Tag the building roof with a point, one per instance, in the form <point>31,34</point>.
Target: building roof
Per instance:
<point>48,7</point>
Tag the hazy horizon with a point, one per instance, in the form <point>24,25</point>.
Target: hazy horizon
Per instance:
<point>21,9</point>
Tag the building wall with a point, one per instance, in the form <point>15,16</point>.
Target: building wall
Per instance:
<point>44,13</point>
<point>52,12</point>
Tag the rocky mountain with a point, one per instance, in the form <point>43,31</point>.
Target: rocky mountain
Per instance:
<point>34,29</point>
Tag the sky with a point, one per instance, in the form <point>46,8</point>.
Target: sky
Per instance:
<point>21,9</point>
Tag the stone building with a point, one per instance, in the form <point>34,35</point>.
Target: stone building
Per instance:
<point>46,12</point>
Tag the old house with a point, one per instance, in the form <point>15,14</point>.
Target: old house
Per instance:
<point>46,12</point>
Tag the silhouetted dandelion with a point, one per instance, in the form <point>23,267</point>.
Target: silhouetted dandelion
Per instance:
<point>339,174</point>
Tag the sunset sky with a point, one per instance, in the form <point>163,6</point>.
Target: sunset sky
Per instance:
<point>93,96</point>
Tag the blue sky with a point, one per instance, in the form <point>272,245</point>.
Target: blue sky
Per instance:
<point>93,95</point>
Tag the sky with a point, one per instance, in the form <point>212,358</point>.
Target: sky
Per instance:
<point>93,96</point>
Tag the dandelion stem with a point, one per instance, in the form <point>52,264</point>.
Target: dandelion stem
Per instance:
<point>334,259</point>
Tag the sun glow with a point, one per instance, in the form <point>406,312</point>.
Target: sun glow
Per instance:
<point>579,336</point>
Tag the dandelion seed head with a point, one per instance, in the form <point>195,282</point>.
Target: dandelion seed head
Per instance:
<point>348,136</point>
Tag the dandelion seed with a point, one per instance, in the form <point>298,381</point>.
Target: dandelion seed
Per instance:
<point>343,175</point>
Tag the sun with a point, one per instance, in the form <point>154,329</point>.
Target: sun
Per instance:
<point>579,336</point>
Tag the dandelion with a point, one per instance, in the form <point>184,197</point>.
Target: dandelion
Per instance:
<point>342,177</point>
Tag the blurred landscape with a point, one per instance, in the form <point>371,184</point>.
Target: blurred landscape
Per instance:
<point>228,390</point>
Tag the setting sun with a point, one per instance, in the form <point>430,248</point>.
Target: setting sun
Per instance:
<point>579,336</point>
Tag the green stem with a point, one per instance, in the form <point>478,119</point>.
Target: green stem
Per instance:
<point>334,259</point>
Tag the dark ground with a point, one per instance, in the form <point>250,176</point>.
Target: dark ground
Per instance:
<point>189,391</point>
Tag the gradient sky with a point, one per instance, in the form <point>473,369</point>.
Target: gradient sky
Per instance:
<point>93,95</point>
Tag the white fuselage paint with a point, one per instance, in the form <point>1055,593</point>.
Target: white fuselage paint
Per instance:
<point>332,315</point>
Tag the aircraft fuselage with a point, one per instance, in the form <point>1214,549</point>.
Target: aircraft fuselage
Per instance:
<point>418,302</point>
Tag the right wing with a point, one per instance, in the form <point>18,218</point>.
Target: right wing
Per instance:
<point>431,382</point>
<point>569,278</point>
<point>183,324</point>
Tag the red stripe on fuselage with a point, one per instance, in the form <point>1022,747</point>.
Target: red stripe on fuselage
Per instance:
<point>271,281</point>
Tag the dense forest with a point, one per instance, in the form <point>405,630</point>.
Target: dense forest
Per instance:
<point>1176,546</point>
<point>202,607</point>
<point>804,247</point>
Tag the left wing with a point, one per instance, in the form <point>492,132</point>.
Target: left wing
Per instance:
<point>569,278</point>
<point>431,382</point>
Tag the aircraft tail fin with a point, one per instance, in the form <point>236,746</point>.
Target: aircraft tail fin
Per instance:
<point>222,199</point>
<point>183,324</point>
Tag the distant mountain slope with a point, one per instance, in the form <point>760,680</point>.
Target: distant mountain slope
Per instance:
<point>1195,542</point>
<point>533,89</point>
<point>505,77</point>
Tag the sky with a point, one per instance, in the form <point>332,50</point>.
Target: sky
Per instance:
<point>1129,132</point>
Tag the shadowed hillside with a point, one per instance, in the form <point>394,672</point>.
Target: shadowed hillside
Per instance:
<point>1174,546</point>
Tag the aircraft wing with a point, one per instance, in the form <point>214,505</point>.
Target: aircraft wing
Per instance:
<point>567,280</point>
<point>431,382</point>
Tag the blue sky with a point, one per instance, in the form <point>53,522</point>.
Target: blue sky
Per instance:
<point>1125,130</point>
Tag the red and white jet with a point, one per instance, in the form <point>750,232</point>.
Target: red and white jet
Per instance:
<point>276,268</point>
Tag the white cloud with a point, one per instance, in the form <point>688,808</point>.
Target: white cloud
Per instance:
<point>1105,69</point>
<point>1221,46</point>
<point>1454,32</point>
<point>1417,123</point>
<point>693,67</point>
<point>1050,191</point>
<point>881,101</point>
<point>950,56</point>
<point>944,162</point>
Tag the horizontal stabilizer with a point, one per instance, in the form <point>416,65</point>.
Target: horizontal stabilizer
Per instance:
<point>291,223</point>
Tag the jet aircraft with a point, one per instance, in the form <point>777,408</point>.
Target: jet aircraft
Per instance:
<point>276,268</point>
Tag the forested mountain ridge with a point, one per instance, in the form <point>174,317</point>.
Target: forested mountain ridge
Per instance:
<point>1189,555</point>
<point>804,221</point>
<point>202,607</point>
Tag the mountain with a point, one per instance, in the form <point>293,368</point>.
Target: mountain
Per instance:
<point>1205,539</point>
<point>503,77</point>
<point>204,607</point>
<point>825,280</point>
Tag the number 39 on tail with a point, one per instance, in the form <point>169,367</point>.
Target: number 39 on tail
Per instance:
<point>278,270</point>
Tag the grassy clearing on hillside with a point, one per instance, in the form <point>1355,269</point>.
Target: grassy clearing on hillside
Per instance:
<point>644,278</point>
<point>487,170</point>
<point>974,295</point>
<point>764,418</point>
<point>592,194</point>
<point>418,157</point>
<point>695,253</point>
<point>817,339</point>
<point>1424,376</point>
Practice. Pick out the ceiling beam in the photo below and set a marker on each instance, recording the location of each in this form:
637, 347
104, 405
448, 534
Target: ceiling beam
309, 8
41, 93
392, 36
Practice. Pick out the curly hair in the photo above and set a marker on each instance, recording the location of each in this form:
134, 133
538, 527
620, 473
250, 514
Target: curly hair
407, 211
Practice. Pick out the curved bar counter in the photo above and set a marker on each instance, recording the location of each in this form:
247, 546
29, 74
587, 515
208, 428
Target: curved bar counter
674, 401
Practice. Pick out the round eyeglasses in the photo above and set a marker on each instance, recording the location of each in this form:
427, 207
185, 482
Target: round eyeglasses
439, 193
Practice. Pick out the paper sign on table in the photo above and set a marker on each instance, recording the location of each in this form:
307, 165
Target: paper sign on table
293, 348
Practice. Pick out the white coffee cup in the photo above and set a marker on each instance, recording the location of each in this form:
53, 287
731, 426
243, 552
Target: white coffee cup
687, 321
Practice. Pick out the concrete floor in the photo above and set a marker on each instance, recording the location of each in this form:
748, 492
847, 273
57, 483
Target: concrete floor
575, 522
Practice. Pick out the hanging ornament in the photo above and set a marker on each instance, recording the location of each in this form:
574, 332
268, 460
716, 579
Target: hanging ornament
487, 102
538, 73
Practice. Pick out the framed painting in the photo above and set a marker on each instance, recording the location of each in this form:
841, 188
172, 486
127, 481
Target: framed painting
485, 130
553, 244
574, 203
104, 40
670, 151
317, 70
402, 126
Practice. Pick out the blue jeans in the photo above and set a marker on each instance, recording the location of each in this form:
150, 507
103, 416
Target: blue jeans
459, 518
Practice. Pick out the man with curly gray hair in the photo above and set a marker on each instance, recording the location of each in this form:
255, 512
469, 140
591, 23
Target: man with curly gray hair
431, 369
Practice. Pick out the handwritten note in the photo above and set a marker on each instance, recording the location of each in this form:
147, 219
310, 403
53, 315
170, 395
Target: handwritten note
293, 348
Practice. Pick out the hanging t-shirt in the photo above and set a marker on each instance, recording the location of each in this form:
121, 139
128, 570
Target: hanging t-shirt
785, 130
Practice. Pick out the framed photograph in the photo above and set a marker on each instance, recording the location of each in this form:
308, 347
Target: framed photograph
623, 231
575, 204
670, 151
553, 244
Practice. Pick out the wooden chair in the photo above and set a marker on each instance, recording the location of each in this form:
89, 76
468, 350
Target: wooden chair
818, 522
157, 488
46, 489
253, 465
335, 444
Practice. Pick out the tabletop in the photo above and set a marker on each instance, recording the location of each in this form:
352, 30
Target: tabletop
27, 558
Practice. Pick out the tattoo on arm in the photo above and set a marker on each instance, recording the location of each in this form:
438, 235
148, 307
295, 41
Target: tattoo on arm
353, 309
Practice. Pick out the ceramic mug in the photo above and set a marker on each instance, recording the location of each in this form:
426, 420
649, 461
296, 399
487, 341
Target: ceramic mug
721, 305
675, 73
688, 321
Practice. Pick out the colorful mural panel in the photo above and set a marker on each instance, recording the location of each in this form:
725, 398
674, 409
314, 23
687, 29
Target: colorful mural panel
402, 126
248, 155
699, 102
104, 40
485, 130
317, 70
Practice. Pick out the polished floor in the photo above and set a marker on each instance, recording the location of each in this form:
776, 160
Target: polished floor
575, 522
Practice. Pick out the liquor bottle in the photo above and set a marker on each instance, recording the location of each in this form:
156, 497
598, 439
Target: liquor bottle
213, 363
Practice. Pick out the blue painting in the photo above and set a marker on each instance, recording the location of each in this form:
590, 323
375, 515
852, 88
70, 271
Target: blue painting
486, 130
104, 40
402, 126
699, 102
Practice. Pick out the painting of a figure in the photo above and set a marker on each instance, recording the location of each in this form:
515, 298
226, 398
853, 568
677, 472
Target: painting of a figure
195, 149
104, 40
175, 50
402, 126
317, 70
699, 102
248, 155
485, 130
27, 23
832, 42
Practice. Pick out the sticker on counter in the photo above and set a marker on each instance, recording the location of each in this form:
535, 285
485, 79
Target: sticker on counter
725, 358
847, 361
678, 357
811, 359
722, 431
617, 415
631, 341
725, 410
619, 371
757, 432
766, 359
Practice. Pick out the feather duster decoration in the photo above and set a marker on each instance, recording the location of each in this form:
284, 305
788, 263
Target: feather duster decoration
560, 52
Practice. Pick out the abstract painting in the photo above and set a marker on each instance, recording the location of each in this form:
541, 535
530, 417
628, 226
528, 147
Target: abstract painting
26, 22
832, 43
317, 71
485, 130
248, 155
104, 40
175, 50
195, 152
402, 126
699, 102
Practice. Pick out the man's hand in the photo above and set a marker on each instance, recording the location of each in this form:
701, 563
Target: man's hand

__WHAT NEEDS TO BE DONE__. Within the listing above, say how many lines contain the string "ridge". Reply with the number only.

__SOLUTION FOR THIS TASK__. 2